### DESCRIPTION OF THE TASK
Return the line containing "lip in this photo." and all lines after it exactly; stop at the end of the material.
=======
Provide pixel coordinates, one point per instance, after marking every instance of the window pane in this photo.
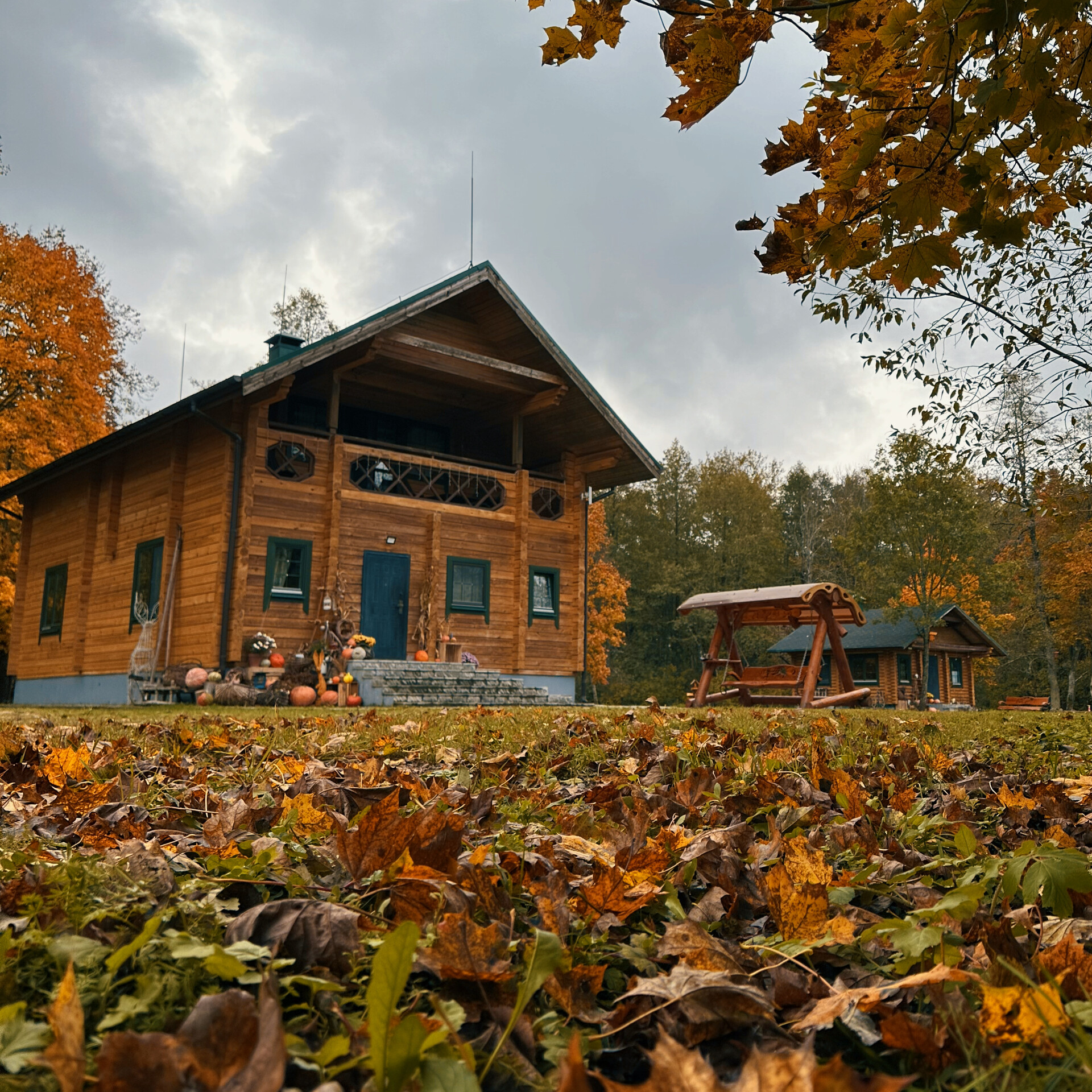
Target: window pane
(287, 569)
(543, 593)
(469, 586)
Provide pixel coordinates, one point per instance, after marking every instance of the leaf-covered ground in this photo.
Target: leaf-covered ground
(526, 899)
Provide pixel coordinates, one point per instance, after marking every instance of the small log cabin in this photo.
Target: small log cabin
(438, 453)
(887, 657)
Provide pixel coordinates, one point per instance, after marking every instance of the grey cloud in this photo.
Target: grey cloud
(196, 148)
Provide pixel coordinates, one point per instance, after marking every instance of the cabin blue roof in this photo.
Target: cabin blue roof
(879, 632)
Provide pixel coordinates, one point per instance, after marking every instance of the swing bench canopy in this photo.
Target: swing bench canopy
(829, 607)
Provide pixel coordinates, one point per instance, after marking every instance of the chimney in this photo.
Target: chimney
(282, 345)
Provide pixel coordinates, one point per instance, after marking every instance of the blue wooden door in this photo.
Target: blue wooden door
(935, 677)
(384, 602)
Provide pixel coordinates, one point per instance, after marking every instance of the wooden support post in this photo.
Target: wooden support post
(22, 610)
(82, 585)
(815, 662)
(518, 441)
(520, 567)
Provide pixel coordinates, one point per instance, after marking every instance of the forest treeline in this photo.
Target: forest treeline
(1012, 546)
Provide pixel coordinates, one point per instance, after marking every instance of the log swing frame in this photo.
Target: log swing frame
(826, 606)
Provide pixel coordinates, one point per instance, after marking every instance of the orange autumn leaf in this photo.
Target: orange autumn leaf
(800, 910)
(1031, 1016)
(607, 892)
(468, 952)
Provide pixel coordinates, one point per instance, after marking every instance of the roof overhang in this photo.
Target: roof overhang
(785, 605)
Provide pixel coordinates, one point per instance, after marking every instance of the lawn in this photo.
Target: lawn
(507, 898)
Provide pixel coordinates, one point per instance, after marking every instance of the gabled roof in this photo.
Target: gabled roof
(294, 361)
(878, 632)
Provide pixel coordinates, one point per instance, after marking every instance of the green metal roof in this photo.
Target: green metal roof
(880, 634)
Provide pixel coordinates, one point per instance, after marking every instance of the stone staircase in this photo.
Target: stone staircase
(398, 682)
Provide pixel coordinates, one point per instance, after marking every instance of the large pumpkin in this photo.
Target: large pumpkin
(301, 696)
(196, 679)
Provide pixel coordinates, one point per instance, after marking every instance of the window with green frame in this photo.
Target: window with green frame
(53, 601)
(865, 668)
(544, 594)
(148, 576)
(468, 587)
(287, 572)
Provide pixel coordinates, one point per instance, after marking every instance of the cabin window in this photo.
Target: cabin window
(300, 412)
(547, 504)
(148, 573)
(288, 572)
(544, 594)
(956, 671)
(469, 587)
(865, 669)
(288, 461)
(53, 601)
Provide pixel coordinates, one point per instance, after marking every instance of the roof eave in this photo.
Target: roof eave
(115, 441)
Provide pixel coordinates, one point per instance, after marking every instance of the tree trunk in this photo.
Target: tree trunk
(923, 701)
(1044, 618)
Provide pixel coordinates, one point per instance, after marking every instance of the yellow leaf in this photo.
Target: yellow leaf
(806, 865)
(309, 819)
(1030, 1015)
(66, 1054)
(800, 910)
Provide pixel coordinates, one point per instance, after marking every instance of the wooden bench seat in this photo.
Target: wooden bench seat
(1025, 705)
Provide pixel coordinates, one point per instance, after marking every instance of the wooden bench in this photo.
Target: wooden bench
(1024, 705)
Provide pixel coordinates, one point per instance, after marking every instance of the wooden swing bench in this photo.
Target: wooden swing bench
(825, 606)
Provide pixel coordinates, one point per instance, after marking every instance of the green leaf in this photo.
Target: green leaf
(544, 959)
(390, 970)
(21, 1041)
(151, 928)
(966, 842)
(447, 1075)
(403, 1051)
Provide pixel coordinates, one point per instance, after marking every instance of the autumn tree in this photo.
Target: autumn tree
(606, 599)
(950, 150)
(920, 534)
(304, 315)
(64, 379)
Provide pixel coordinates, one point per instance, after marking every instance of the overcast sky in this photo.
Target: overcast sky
(197, 148)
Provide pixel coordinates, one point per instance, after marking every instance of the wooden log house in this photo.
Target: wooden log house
(887, 657)
(444, 442)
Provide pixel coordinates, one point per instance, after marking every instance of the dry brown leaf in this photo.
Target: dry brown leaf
(576, 990)
(66, 1054)
(1070, 966)
(1028, 1015)
(806, 865)
(468, 952)
(800, 910)
(829, 1010)
(607, 892)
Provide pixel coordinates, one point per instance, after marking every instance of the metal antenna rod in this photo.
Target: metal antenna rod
(181, 375)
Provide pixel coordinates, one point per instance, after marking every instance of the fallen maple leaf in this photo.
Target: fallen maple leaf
(66, 1054)
(800, 910)
(1029, 1015)
(468, 952)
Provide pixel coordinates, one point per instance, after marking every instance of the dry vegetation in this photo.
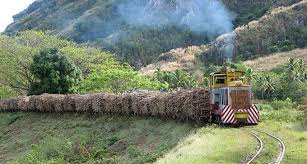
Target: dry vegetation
(269, 62)
(180, 58)
(182, 105)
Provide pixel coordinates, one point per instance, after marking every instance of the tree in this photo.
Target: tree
(266, 86)
(53, 73)
(117, 80)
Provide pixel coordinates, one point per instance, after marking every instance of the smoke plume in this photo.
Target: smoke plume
(203, 16)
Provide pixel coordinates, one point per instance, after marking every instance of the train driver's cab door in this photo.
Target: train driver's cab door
(223, 98)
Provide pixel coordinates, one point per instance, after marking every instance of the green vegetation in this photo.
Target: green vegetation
(85, 138)
(53, 73)
(212, 145)
(285, 81)
(177, 79)
(118, 80)
(287, 121)
(101, 72)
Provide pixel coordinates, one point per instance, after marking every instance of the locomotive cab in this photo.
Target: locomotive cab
(231, 98)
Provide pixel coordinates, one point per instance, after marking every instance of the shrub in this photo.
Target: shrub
(117, 80)
(53, 73)
(282, 104)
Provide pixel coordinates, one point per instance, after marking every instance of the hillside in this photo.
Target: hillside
(282, 29)
(86, 138)
(141, 40)
(271, 61)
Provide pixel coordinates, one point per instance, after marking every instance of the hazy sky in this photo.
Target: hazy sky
(8, 8)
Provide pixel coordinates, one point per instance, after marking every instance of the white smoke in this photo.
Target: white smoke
(204, 16)
(225, 43)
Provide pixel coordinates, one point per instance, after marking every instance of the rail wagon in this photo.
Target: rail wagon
(231, 98)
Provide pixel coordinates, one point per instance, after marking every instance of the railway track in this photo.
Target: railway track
(282, 148)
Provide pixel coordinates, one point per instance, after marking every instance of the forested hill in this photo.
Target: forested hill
(139, 31)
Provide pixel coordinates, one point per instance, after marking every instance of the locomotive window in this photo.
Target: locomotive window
(220, 80)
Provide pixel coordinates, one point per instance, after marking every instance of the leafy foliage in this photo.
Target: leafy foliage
(53, 73)
(118, 80)
(285, 81)
(17, 56)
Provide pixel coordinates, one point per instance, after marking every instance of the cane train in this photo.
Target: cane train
(231, 98)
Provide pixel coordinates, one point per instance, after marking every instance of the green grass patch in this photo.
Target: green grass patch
(212, 145)
(86, 138)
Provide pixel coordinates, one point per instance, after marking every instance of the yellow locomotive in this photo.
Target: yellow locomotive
(231, 98)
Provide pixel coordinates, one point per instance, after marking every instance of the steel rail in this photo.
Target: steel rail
(259, 149)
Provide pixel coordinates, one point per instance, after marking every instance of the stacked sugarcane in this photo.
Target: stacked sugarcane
(183, 105)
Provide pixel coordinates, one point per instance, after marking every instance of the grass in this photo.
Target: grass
(85, 138)
(289, 124)
(269, 62)
(212, 145)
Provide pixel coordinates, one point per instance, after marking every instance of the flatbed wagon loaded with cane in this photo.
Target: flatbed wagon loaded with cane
(231, 98)
(229, 101)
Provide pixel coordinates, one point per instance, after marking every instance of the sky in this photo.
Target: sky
(9, 8)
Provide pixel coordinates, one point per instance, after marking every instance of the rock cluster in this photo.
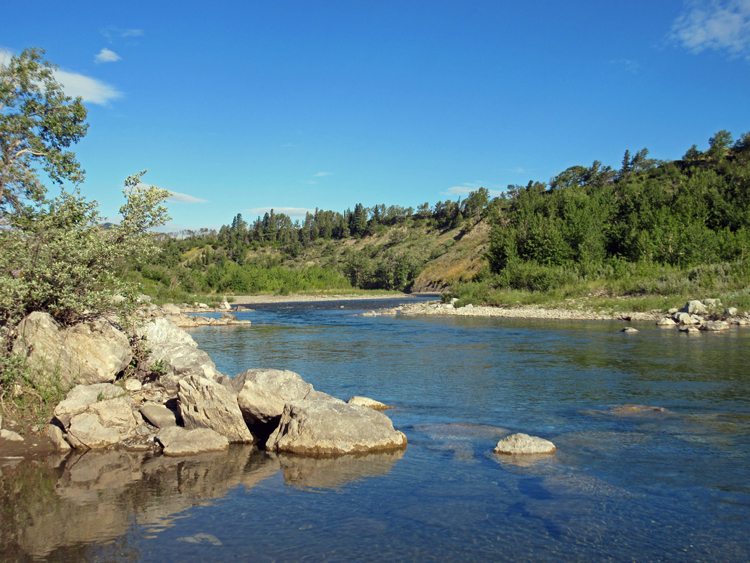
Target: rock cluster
(703, 315)
(190, 407)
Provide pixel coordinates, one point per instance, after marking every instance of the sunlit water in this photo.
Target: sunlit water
(624, 485)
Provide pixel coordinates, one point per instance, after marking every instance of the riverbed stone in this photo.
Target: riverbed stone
(80, 397)
(170, 309)
(204, 403)
(287, 385)
(521, 444)
(57, 438)
(10, 436)
(715, 326)
(104, 423)
(694, 307)
(159, 415)
(313, 427)
(369, 403)
(181, 441)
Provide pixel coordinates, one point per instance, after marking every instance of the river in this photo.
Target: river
(624, 485)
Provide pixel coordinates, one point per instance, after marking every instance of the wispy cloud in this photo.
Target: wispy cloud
(293, 212)
(111, 33)
(628, 64)
(721, 25)
(177, 197)
(90, 89)
(467, 188)
(107, 56)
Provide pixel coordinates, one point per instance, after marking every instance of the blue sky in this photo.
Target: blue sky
(238, 107)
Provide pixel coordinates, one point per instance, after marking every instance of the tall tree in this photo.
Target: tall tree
(37, 123)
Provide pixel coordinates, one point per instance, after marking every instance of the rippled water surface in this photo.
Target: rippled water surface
(669, 485)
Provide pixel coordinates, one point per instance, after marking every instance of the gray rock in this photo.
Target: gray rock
(369, 403)
(288, 385)
(80, 397)
(56, 437)
(92, 352)
(517, 444)
(314, 427)
(133, 385)
(180, 441)
(170, 309)
(11, 436)
(687, 319)
(102, 350)
(176, 348)
(204, 403)
(259, 405)
(715, 326)
(694, 307)
(103, 423)
(159, 415)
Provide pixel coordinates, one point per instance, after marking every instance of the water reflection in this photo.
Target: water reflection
(95, 497)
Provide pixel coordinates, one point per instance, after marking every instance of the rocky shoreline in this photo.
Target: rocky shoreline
(175, 401)
(702, 315)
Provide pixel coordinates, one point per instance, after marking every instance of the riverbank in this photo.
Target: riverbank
(306, 298)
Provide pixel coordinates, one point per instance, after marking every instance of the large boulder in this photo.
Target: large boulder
(87, 353)
(522, 444)
(177, 353)
(694, 307)
(315, 427)
(104, 423)
(96, 416)
(180, 441)
(80, 397)
(286, 384)
(103, 351)
(204, 403)
(367, 402)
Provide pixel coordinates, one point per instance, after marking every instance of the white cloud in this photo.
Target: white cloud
(721, 25)
(113, 33)
(90, 89)
(177, 197)
(107, 56)
(467, 188)
(293, 212)
(628, 64)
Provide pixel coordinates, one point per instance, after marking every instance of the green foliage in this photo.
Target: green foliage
(37, 124)
(55, 258)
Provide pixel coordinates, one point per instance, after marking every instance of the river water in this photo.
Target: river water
(624, 485)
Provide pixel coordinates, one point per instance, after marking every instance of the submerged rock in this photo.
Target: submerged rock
(314, 427)
(180, 441)
(715, 326)
(370, 403)
(207, 404)
(521, 444)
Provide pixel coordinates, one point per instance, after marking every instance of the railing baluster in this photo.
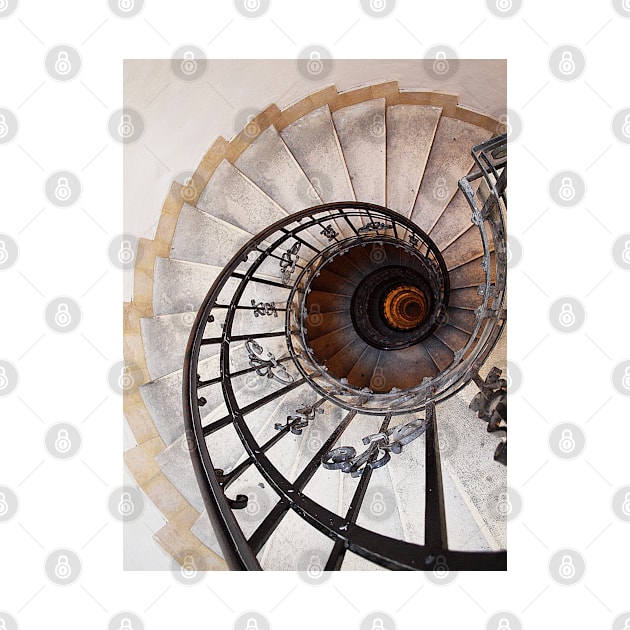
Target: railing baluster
(434, 516)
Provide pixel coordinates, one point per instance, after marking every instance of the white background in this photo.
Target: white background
(63, 378)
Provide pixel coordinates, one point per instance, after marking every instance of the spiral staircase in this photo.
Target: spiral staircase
(326, 296)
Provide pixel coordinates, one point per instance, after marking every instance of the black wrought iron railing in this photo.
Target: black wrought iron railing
(254, 315)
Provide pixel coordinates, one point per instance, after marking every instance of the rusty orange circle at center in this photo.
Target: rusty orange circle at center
(405, 307)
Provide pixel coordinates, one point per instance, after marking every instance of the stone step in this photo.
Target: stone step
(362, 135)
(234, 198)
(203, 238)
(313, 141)
(271, 166)
(180, 286)
(450, 159)
(410, 132)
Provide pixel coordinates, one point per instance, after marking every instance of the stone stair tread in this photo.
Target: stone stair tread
(180, 286)
(447, 163)
(362, 135)
(234, 198)
(203, 238)
(271, 166)
(410, 133)
(467, 247)
(313, 141)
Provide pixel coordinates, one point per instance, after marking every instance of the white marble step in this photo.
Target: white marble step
(362, 135)
(180, 286)
(410, 132)
(313, 141)
(450, 160)
(271, 166)
(165, 338)
(234, 198)
(163, 399)
(203, 238)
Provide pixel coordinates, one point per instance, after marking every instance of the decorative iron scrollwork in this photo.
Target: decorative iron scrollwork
(264, 308)
(266, 364)
(378, 453)
(288, 262)
(329, 233)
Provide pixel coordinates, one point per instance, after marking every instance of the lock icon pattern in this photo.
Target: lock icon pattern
(567, 63)
(62, 64)
(567, 441)
(440, 65)
(189, 63)
(567, 189)
(125, 254)
(567, 316)
(62, 316)
(125, 505)
(315, 64)
(63, 443)
(63, 190)
(567, 568)
(125, 128)
(63, 570)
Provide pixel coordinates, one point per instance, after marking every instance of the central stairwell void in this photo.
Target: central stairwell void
(340, 276)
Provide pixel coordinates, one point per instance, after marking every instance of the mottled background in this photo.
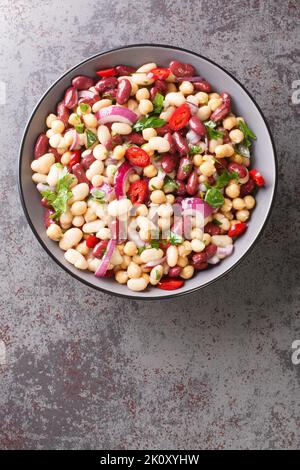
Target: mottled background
(211, 370)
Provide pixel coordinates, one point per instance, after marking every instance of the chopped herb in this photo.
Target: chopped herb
(148, 121)
(60, 196)
(158, 103)
(214, 198)
(212, 133)
(195, 149)
(84, 108)
(174, 239)
(91, 138)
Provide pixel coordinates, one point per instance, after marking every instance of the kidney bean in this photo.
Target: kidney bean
(79, 172)
(124, 70)
(174, 272)
(82, 82)
(41, 145)
(197, 126)
(87, 161)
(106, 83)
(123, 91)
(71, 98)
(211, 250)
(202, 85)
(113, 142)
(180, 143)
(247, 188)
(168, 162)
(192, 184)
(99, 249)
(181, 70)
(180, 191)
(212, 229)
(185, 168)
(135, 138)
(47, 217)
(241, 170)
(223, 109)
(63, 113)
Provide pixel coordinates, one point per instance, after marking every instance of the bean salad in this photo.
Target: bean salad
(145, 175)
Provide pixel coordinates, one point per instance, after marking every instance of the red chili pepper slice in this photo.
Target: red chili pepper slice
(168, 283)
(137, 156)
(92, 241)
(180, 117)
(107, 72)
(75, 158)
(257, 177)
(137, 191)
(237, 229)
(159, 73)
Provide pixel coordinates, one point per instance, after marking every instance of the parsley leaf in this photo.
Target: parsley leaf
(148, 121)
(158, 103)
(212, 133)
(59, 198)
(214, 198)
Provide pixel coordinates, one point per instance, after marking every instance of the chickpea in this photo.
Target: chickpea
(186, 87)
(121, 277)
(187, 272)
(242, 215)
(158, 196)
(233, 190)
(54, 232)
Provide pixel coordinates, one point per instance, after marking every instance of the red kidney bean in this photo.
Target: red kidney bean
(41, 145)
(181, 70)
(123, 91)
(99, 249)
(169, 138)
(181, 189)
(192, 184)
(174, 272)
(47, 217)
(211, 250)
(168, 162)
(197, 126)
(113, 142)
(135, 138)
(87, 161)
(106, 83)
(71, 98)
(241, 170)
(212, 229)
(185, 168)
(202, 85)
(124, 70)
(55, 153)
(180, 143)
(223, 109)
(82, 82)
(247, 188)
(63, 113)
(79, 172)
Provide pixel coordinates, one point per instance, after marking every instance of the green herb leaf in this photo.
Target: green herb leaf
(174, 239)
(158, 103)
(195, 149)
(91, 138)
(214, 198)
(59, 198)
(84, 107)
(148, 121)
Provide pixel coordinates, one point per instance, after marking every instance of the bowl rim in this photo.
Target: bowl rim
(133, 296)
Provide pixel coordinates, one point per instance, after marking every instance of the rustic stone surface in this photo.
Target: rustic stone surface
(212, 370)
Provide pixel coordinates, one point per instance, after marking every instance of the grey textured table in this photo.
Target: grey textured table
(213, 370)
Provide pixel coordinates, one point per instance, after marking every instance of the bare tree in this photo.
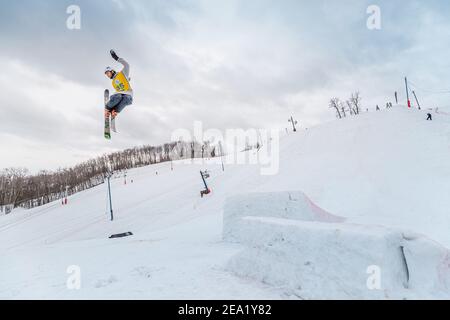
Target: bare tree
(335, 103)
(355, 102)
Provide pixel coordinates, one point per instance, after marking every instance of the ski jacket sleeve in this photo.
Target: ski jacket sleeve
(126, 67)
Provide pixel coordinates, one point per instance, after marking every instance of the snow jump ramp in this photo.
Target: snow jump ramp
(290, 243)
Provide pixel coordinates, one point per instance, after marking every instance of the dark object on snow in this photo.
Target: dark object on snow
(114, 55)
(205, 175)
(121, 235)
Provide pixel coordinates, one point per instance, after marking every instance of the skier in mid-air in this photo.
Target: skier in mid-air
(123, 96)
(121, 83)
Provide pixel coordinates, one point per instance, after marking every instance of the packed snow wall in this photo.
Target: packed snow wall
(292, 245)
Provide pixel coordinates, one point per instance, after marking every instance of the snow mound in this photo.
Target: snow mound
(290, 205)
(332, 260)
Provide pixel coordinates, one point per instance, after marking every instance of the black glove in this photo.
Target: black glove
(114, 55)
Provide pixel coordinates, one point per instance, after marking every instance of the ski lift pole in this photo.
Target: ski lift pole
(417, 100)
(221, 155)
(110, 198)
(293, 123)
(204, 181)
(407, 92)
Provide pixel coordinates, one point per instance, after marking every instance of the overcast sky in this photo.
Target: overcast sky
(227, 63)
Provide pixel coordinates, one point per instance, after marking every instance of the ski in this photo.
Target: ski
(107, 132)
(113, 124)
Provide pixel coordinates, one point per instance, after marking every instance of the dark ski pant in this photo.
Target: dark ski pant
(118, 102)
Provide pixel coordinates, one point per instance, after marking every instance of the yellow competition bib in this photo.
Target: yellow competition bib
(120, 83)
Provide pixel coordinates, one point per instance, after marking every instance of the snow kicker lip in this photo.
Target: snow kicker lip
(121, 235)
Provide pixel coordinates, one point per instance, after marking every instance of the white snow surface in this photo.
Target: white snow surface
(384, 177)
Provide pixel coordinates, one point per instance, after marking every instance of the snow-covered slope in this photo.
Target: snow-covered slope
(388, 168)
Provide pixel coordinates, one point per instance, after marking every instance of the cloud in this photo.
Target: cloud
=======
### EXERCISE RESULT
Provide pixel coordinates, one point per instance, after marking every instance of the snow kicker lip in this photo.
Target: snow kicker lip
(121, 235)
Provide pixel coordinates, one point per instance, after marking every instance of the white snow surface in this photo.
Target: white snow surface
(384, 177)
Provide pixel coordinates, one point per instance, after marking every instance of the snow-covered slope in this photo.
Target: snow-covered slope
(388, 168)
Provide pixel coordinates, one point per instance, after marking every instance of the cloud in this photo.
Target: cloud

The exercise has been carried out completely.